=== EXTRACTED TEXT ===

Ms. Potter's timely edition of these Haywood novels nicely reinforces the current trend in Haywood studies of seeing both continuities and complexities in her career. The new Haywood story, promoted by Paula Backscheider and other scholars, does not bifurcate her career into early scandal and later morality. In fact, according to Ms. Potter's introduction these texts were selected because they are "very nearly opposite to one another in their relationships to conventional morality and the social codes of the early eighteenth century" and juxtaposing them "undermines binary understandings of a two-phase career of separate moral spheres." The Surprize originally appeared in 1724, between parts I (1724) and II (1725) of The Masqueraders. The two Masquerader novels are salacious and libertine and The Surprize is more moralistic and sentimental; thus, "re-publishing these two novels together offers the opportunity for a much clearer sense of the nuance and variation of Haywood's first period, so long dismissed as formulaic and repetitive."

=== ENTRIES ===

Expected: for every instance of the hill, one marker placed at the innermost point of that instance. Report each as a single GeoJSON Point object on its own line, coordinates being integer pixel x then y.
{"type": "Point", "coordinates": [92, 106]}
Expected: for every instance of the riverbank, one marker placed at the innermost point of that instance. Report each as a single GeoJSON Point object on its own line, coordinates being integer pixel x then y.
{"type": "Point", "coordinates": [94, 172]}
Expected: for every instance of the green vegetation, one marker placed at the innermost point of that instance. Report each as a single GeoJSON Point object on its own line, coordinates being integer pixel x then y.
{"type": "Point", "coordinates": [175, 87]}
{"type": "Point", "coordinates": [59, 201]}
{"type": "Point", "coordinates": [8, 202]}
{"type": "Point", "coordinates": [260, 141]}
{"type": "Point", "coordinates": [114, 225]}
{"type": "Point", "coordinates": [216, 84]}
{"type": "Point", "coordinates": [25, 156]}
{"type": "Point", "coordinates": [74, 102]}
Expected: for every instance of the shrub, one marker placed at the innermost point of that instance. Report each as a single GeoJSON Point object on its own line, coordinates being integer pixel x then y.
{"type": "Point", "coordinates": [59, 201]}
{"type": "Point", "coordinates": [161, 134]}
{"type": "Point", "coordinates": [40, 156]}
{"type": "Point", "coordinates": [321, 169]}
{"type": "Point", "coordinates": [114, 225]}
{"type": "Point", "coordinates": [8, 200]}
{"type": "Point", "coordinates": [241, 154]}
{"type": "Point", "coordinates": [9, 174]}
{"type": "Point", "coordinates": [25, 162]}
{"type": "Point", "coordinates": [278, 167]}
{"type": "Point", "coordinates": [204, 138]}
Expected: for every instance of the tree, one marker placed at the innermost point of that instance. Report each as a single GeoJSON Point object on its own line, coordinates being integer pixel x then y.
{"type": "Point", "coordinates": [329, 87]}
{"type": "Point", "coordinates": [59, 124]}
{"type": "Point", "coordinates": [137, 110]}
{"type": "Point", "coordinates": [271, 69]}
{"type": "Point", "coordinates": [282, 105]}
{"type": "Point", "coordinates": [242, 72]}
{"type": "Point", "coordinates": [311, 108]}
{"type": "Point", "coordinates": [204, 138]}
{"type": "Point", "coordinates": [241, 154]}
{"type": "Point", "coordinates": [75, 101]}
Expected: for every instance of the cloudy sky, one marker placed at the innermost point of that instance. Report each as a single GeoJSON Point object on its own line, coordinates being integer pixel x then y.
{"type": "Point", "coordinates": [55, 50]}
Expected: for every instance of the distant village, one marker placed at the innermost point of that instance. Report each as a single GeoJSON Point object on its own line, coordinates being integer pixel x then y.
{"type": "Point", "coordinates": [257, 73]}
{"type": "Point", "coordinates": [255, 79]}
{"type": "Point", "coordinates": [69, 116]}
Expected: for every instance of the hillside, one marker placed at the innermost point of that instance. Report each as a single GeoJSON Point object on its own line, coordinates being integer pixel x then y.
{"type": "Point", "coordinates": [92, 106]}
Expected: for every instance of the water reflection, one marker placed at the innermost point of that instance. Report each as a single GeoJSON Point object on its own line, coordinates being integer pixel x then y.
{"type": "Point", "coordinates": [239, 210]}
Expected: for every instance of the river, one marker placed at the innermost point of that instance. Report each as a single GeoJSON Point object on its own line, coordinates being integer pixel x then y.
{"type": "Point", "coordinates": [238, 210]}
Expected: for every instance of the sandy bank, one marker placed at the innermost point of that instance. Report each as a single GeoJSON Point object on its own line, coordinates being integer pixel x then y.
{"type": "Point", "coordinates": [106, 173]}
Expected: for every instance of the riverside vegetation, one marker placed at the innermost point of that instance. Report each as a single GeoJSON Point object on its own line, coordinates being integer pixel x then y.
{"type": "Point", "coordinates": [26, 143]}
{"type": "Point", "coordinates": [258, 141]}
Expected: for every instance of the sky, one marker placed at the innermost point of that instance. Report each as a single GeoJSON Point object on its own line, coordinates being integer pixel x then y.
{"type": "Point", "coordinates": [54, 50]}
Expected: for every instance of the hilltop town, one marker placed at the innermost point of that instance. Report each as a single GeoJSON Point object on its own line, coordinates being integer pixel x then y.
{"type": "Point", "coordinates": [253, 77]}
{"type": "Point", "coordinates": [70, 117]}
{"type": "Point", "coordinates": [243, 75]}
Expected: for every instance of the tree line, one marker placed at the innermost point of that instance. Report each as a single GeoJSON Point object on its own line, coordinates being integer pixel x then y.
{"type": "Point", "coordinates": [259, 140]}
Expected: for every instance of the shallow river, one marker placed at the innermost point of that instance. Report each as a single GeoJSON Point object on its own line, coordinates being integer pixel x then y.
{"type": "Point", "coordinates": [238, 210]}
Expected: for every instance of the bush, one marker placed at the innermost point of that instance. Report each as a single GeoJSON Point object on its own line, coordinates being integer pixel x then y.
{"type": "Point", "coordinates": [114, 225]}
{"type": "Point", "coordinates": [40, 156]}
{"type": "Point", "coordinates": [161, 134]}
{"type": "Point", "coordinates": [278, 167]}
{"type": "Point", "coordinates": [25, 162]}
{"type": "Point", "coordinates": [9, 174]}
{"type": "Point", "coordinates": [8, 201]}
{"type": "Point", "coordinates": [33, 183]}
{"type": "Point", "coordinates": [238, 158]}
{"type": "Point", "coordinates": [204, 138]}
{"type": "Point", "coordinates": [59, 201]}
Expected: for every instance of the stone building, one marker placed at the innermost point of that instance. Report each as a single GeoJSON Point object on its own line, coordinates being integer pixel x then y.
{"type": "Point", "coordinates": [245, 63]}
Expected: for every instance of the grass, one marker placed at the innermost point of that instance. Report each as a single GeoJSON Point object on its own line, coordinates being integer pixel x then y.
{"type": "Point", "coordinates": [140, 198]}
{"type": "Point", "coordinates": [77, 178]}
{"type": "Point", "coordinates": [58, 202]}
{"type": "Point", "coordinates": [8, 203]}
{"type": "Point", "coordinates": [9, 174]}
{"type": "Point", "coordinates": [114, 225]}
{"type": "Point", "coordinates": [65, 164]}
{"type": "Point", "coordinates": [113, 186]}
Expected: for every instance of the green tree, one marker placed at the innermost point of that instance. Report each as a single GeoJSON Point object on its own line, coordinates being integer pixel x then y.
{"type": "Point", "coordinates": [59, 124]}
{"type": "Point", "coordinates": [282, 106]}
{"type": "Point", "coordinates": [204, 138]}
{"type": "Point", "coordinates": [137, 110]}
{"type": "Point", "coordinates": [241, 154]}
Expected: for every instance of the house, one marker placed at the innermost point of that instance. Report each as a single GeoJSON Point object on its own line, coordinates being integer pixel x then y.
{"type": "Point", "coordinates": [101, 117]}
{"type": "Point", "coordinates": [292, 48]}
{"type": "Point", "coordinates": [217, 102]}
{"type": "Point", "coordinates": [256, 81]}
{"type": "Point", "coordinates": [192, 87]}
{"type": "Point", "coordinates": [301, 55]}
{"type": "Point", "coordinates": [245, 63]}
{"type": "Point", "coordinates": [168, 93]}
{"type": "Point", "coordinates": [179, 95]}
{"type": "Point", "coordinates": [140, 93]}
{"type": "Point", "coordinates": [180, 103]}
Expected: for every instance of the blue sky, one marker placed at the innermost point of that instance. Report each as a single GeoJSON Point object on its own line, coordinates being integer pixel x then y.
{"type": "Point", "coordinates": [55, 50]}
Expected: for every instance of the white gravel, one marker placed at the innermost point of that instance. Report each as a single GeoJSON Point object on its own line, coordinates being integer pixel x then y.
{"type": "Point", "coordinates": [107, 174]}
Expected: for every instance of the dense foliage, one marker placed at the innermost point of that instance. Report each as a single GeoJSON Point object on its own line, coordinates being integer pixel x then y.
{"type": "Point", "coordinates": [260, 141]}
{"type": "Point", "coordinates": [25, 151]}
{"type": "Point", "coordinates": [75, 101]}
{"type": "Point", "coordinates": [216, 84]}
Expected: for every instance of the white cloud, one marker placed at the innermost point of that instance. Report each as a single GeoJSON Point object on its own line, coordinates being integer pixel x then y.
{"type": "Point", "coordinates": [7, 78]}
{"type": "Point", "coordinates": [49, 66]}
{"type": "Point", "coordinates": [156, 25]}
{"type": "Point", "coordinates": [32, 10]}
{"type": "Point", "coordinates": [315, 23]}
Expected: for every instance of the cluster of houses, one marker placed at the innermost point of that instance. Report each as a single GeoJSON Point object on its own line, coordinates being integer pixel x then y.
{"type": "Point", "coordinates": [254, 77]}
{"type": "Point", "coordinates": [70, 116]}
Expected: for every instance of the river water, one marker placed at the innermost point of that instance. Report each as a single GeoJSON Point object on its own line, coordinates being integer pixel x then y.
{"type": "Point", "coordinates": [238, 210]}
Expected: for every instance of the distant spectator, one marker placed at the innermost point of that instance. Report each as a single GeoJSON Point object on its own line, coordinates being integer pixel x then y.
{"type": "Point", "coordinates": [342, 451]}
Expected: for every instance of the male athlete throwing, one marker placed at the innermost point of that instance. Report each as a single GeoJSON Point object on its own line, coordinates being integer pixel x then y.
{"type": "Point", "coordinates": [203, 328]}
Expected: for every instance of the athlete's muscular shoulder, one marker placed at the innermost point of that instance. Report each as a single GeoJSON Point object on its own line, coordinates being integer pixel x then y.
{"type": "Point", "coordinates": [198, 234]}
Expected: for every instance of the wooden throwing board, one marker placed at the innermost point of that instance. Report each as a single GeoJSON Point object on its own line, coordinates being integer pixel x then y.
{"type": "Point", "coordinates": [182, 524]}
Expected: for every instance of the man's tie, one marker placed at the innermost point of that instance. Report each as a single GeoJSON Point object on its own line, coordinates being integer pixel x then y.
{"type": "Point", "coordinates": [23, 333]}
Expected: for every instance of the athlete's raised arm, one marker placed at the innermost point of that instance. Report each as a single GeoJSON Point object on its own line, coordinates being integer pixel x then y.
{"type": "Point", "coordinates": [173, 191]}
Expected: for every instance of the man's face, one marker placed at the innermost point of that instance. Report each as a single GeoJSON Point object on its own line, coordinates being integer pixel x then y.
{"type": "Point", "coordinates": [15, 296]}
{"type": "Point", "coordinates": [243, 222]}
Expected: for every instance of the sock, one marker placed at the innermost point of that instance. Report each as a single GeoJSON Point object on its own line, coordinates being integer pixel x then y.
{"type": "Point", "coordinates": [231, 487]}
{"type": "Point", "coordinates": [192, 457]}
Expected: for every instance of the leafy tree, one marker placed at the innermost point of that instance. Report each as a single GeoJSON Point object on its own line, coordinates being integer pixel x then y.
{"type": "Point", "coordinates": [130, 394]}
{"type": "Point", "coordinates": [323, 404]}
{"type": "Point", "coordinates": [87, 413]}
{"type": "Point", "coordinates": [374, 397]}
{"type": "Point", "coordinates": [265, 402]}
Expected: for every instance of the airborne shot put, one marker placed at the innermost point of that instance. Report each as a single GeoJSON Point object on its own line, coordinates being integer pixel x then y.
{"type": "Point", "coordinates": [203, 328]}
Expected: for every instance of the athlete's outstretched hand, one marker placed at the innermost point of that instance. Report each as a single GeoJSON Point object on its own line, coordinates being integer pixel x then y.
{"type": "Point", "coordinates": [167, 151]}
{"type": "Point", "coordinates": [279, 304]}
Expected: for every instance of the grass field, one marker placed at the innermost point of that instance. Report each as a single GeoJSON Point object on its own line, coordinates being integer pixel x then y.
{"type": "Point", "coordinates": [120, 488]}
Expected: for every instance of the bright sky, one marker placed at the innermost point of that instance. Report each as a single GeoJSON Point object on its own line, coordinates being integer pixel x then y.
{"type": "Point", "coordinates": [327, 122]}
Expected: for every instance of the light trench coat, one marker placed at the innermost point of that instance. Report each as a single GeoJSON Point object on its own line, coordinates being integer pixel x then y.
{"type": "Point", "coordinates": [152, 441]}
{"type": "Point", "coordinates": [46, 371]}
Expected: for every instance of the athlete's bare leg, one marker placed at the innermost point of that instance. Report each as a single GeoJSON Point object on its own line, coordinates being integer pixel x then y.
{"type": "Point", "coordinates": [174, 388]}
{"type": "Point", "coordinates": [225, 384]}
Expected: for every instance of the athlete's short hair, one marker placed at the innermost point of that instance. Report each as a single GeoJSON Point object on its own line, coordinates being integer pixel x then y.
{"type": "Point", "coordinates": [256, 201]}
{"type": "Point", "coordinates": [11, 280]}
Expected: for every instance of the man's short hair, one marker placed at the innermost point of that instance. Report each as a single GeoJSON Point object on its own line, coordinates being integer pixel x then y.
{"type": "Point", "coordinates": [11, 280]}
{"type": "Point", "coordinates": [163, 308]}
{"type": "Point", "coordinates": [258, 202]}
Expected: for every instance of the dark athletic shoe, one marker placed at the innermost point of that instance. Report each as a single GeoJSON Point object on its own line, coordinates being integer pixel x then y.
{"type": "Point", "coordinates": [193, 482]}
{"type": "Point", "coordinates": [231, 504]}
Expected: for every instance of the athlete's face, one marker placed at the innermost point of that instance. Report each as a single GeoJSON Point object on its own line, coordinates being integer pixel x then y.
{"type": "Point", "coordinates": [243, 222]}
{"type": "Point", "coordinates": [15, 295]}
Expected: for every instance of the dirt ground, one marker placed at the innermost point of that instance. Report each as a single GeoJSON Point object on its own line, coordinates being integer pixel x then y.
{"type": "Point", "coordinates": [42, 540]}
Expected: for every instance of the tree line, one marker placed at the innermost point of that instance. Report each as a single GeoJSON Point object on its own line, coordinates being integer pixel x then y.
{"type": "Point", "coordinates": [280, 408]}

===

**AIM 1:** Name every person mentioned in the review of the Haywood edition.
**AIM 2:** According to the review of the Haywood edition, in what year did The Surprize originally appear?
The listing has nothing to do with the review of the Haywood edition.

**FULL SOLUTION 1:** Ms. Potter, Haywood, Paula Backscheider

**FULL SOLUTION 2:** 1724